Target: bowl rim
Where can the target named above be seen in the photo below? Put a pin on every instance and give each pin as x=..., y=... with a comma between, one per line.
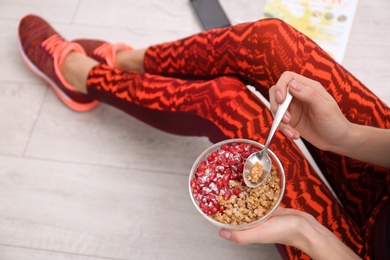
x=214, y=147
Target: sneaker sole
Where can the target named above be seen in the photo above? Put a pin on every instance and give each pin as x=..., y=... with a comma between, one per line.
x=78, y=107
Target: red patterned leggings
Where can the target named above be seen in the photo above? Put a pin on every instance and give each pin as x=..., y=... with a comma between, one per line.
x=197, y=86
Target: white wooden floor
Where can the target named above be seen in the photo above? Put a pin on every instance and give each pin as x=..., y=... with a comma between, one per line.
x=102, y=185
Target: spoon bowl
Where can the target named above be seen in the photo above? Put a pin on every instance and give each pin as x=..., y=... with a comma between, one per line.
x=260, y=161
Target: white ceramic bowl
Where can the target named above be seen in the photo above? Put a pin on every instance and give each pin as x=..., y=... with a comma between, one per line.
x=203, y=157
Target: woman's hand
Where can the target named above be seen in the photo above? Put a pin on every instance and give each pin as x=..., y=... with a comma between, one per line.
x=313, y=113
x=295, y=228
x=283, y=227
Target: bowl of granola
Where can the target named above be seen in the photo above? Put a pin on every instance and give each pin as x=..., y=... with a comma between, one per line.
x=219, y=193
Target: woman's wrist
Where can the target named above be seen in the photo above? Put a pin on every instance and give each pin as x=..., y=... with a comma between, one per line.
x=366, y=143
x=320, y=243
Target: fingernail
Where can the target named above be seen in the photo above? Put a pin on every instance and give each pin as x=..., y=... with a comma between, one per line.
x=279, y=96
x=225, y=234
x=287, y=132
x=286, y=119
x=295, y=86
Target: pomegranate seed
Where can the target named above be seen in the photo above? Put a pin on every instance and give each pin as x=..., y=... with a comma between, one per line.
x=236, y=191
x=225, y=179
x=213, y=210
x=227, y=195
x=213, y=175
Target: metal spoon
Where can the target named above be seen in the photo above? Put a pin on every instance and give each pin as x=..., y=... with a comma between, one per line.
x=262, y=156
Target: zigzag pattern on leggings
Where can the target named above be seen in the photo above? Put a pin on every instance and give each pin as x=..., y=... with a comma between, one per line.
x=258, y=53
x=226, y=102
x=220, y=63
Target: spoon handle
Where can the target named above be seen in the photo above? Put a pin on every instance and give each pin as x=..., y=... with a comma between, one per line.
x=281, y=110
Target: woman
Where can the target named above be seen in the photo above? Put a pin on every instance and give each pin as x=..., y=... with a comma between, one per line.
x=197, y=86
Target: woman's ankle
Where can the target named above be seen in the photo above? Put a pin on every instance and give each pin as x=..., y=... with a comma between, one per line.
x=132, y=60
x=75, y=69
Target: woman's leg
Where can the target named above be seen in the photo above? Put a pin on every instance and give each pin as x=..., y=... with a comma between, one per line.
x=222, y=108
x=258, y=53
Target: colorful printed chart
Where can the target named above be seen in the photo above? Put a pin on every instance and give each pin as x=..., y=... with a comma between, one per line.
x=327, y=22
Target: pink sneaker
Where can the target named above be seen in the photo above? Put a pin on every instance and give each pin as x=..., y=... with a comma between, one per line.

========

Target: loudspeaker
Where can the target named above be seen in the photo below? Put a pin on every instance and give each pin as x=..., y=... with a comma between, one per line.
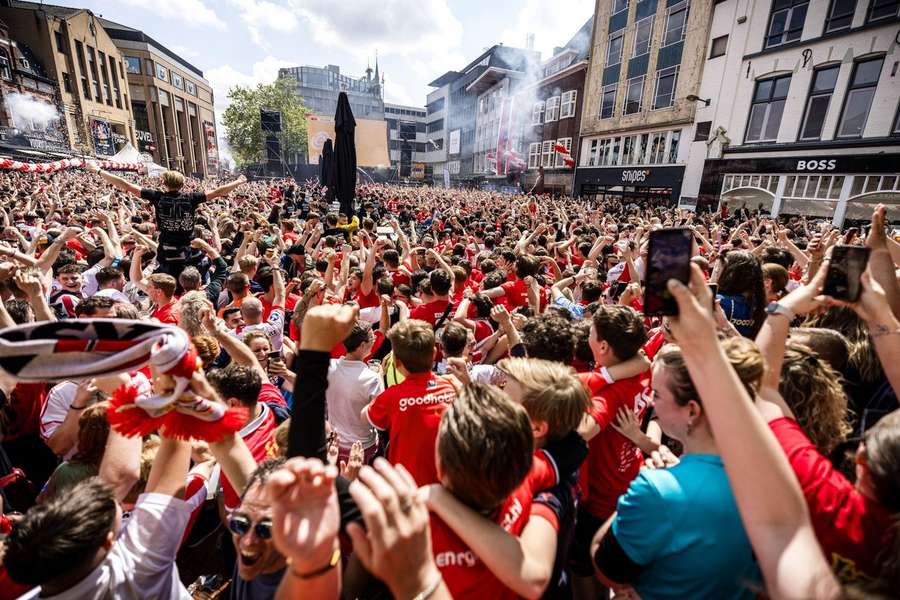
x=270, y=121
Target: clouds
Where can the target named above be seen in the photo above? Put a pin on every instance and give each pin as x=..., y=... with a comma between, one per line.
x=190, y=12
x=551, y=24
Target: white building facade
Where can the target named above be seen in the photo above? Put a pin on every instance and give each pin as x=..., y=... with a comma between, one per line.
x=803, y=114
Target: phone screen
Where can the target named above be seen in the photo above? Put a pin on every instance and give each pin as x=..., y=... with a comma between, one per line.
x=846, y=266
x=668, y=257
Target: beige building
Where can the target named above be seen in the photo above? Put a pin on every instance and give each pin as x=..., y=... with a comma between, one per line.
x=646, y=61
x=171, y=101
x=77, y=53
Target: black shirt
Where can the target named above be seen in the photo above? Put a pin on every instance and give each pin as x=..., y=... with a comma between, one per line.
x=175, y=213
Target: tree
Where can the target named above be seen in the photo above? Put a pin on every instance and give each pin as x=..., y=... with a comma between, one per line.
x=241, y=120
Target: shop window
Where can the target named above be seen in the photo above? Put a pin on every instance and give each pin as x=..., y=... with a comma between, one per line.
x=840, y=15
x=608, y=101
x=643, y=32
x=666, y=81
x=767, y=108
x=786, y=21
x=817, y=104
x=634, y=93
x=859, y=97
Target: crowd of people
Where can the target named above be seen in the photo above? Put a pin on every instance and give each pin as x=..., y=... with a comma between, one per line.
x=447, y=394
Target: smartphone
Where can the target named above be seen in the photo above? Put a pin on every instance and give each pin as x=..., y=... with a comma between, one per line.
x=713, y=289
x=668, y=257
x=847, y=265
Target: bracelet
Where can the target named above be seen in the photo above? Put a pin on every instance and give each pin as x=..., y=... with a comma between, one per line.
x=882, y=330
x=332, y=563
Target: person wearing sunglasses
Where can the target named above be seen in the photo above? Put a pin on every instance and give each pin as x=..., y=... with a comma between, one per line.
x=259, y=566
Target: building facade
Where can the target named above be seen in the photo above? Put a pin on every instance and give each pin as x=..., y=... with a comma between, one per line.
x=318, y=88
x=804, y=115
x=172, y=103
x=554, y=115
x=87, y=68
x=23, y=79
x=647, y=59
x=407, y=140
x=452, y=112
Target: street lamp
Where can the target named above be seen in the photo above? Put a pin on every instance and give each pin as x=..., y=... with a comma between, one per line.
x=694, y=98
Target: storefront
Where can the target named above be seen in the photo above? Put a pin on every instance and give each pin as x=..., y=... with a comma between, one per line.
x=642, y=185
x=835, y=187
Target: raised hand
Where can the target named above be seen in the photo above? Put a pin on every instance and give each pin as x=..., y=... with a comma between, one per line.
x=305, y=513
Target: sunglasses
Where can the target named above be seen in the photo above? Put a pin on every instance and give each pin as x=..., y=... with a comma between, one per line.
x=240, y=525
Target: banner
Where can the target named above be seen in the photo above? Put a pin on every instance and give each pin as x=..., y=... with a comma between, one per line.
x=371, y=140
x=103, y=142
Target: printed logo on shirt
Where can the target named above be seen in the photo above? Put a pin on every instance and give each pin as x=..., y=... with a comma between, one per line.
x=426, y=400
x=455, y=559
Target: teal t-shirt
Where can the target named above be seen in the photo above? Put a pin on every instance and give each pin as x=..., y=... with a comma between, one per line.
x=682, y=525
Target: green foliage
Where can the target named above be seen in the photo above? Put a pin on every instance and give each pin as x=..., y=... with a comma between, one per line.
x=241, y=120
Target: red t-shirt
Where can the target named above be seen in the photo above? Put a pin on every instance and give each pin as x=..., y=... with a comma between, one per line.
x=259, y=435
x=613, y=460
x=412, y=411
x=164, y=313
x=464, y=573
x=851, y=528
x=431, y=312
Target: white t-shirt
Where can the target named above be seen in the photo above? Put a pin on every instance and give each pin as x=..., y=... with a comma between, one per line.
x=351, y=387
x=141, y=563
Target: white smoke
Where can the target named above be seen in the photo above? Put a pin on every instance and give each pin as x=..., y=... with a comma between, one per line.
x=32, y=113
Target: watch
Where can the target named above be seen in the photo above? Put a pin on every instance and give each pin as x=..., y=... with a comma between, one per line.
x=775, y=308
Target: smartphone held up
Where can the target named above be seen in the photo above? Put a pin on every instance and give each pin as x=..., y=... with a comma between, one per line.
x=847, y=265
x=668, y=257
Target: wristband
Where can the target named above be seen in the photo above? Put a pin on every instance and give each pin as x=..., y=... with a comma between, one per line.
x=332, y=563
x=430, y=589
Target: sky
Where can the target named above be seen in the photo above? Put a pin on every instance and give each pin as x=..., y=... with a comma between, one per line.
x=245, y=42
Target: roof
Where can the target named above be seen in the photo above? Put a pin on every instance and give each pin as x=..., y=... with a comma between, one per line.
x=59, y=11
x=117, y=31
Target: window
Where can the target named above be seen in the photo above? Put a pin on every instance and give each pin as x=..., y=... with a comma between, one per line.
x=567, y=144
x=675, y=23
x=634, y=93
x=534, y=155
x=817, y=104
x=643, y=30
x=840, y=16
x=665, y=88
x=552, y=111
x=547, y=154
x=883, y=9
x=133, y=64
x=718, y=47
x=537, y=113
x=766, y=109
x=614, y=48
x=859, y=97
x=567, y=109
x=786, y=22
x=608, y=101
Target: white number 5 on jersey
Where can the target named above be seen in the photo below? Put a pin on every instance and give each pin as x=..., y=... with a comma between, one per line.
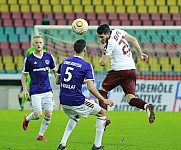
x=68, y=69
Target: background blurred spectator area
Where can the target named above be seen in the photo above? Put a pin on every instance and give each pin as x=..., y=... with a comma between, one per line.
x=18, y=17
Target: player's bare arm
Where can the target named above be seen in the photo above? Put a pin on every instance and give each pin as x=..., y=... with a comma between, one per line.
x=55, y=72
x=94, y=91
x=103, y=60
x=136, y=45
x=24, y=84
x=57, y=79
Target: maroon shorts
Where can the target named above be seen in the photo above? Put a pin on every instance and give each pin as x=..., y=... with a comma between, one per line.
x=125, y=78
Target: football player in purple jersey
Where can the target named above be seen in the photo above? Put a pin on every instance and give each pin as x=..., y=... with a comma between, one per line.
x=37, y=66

========

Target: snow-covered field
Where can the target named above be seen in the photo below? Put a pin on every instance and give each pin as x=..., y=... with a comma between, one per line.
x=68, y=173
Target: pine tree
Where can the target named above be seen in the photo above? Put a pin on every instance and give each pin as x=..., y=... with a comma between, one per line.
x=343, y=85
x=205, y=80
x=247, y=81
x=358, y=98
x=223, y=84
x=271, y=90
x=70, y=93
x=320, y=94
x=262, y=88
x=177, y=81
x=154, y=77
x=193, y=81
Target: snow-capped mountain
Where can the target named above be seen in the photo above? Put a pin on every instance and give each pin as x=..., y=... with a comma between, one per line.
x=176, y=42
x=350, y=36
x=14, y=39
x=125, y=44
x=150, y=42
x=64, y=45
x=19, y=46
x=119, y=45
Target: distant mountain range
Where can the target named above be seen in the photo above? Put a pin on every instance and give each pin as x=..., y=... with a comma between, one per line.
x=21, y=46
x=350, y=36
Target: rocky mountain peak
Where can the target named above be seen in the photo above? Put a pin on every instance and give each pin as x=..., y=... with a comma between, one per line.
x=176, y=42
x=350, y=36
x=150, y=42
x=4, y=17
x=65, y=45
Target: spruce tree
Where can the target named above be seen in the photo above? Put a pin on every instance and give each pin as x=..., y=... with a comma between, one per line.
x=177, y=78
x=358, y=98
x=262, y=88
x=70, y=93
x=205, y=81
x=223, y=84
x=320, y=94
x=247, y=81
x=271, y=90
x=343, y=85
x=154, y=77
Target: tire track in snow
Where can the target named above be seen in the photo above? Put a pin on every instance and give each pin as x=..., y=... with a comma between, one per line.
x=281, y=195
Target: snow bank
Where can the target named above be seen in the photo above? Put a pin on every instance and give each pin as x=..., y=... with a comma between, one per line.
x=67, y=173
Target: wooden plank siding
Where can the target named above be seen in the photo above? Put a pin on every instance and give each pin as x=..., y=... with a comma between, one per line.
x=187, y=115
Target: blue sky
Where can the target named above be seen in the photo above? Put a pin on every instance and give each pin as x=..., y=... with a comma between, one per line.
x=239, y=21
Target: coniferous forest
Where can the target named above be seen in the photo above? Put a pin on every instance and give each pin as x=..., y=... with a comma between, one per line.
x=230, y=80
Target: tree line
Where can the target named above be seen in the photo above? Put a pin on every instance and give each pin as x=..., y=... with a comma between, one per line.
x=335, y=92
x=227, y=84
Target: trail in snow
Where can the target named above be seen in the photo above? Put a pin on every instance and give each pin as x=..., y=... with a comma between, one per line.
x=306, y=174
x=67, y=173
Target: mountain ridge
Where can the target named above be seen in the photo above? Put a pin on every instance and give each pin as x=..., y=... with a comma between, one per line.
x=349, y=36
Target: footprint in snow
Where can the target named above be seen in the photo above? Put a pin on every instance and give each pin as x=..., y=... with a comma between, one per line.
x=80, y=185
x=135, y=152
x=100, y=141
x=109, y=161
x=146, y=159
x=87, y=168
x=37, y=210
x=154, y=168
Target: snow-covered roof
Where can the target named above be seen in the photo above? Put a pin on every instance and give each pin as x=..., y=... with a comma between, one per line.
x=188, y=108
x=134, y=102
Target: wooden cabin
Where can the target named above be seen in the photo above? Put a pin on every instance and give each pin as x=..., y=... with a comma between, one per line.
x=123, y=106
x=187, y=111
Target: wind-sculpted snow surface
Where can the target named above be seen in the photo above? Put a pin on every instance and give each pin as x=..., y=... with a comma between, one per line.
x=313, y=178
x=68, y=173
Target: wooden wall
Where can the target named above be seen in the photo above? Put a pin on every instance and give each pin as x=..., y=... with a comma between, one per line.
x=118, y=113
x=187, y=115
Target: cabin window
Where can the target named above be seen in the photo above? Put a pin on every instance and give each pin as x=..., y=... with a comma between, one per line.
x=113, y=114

========

• [Objective]:
Write out the lines word for word, starting at the line that contains "Target: snow bank" and ending at the line that contains "x=227, y=84", with both of those lines included.

• [Output for this task]:
Target: snow bank
Where can the target named above be seen in the photo above? Put a pin on every instance and give each pin as x=..., y=... with a comma between, one per line.
x=67, y=173
Target: wooden plank siding
Where can the target named above be seen in the photo above? Put a pin on every instance and give each pin as x=..., y=... with a comma between, one per line.
x=187, y=115
Target: blue sky
Where can the target named above be seen in the photo above? Put a pin on every instance and give each pin as x=..., y=... with a comma between, one per line.
x=239, y=21
Target: coniferous forest
Where can the target named above be seen in the photo above? Put a pin on every instance and give each pin as x=..., y=... with a comma between, one per line.
x=230, y=80
Target: tree line
Where can the target named above be seen in the photo above? Put a pin on every instance and give each pin as x=..., y=... with a comma between, one per line.
x=335, y=92
x=227, y=84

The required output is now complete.